WORK REQUIRED:
Lines from the one containing "vase on shelf." through the end of the data are to be returned exactly, and no others.

DATA TO USE:

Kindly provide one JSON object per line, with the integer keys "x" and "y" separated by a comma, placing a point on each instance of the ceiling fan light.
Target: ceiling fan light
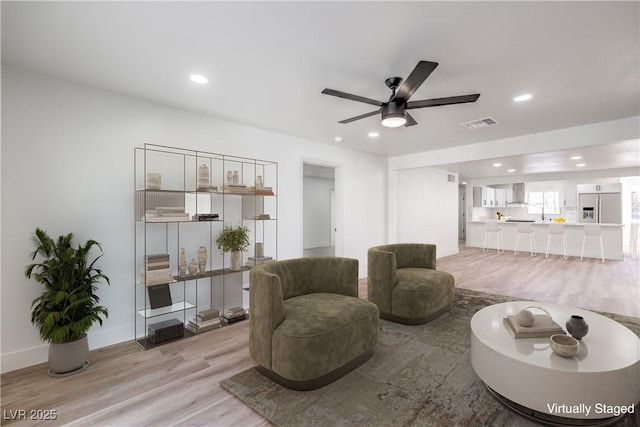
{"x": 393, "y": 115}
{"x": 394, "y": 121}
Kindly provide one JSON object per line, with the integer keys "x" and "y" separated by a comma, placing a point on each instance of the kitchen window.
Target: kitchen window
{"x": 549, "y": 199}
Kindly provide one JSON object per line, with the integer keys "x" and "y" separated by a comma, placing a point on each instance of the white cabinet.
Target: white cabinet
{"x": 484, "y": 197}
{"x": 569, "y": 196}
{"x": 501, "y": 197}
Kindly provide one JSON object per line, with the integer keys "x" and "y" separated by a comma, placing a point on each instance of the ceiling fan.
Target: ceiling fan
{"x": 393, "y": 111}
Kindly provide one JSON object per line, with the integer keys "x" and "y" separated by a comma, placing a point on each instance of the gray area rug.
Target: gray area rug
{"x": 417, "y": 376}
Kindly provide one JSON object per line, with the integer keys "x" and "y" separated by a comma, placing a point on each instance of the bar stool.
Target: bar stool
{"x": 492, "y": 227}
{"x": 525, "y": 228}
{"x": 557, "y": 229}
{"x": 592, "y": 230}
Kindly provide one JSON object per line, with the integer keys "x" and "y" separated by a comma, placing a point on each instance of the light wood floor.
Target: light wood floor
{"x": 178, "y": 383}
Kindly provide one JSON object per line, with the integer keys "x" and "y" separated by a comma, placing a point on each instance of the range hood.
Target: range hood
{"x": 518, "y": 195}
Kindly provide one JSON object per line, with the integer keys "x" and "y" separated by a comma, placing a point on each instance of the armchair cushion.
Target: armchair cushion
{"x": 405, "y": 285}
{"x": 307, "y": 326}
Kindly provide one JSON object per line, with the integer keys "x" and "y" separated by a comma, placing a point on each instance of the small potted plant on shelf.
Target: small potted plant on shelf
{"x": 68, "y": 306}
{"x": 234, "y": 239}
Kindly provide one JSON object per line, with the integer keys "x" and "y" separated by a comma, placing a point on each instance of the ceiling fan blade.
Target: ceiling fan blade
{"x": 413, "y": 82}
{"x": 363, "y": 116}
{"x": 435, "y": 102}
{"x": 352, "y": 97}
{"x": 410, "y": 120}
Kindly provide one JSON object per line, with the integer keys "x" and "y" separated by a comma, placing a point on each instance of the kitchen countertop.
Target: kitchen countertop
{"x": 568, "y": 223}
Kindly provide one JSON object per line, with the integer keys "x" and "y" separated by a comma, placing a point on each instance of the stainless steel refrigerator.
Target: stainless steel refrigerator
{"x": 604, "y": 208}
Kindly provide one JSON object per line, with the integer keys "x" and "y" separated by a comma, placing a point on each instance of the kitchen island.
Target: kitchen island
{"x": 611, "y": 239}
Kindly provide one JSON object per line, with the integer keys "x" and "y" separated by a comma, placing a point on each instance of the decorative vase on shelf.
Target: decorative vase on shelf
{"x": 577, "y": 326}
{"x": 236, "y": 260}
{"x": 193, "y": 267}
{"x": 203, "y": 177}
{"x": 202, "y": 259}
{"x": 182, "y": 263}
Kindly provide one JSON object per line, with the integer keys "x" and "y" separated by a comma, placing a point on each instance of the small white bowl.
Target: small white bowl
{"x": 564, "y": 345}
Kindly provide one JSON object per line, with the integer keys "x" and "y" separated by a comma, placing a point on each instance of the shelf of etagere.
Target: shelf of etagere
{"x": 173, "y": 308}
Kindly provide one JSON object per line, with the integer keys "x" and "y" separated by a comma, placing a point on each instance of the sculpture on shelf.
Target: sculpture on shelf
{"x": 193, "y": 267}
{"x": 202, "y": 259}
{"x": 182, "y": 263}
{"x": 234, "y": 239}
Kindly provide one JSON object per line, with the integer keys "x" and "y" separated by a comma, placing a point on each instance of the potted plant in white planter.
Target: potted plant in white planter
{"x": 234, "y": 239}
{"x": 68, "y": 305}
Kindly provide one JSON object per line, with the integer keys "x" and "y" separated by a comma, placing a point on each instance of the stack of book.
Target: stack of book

RESPONSE TO THE TASK:
Kindly provide one JSON object per line, with the integer keys "x" and "y" separated by a comma, placing a point on each instance of the decorative vase on shelf.
Target: decorative vase on shelf
{"x": 577, "y": 326}
{"x": 236, "y": 260}
{"x": 193, "y": 267}
{"x": 203, "y": 177}
{"x": 202, "y": 259}
{"x": 182, "y": 263}
Kindly provide one JSON object per line, with the integer keys "x" and "y" separated by a comma, placing a point on each instance of the small white bowl.
Target: small white bowl
{"x": 564, "y": 345}
Kindly provide one JSON object per line, with the integer keys "x" and "y" separated by a comma, placing a point on each instance of the shelf of etagere.
Target: shelf of etagere
{"x": 173, "y": 308}
Kindly provide one JSON object per line, with the integer keys "x" and "y" separated by a comma, placing a point on each instance of the sculpture on shelf.
Target: sculpture on shelf
{"x": 193, "y": 267}
{"x": 202, "y": 259}
{"x": 182, "y": 263}
{"x": 234, "y": 239}
Kindly provide one JSON object per line, with the integer keys "x" and "y" separated by a comma, placing a point on each instance of the potted plant in white planter.
Target: potted plant in white planter
{"x": 234, "y": 239}
{"x": 68, "y": 305}
Kindly provide one JSON object per line, with the integer keys "x" and "y" separated by a comma, placing a point on each instance of the stack of book.
Target: stack of book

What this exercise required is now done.